>>>

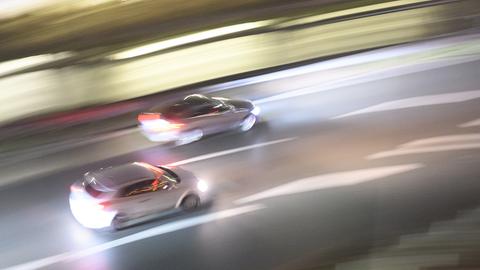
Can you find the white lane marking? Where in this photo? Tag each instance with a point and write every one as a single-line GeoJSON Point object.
{"type": "Point", "coordinates": [332, 180]}
{"type": "Point", "coordinates": [475, 137]}
{"type": "Point", "coordinates": [473, 123]}
{"type": "Point", "coordinates": [228, 152]}
{"type": "Point", "coordinates": [417, 102]}
{"type": "Point", "coordinates": [159, 230]}
{"type": "Point", "coordinates": [434, 144]}
{"type": "Point", "coordinates": [420, 150]}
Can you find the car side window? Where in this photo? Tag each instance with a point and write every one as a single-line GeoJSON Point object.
{"type": "Point", "coordinates": [201, 110]}
{"type": "Point", "coordinates": [145, 187]}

<<<

▶ _GOAL_
Substitute "painted road stripe" for "white lane marking" and write out all the lines above again, changing nothing else. Leave the pictures out.

▶ _WORKED ANSWER_
Can you find the painted road stripe? Where in this photo? Tag each instance with a point and write every one as a single-line GeoJSON Point object.
{"type": "Point", "coordinates": [332, 180]}
{"type": "Point", "coordinates": [475, 137]}
{"type": "Point", "coordinates": [473, 123]}
{"type": "Point", "coordinates": [228, 152]}
{"type": "Point", "coordinates": [417, 102]}
{"type": "Point", "coordinates": [159, 230]}
{"type": "Point", "coordinates": [434, 144]}
{"type": "Point", "coordinates": [420, 150]}
Can you find the car side window? Where in this photo? Tag each instance with a point and write every one as a single-line GeoJSON Point object.
{"type": "Point", "coordinates": [201, 110]}
{"type": "Point", "coordinates": [145, 187]}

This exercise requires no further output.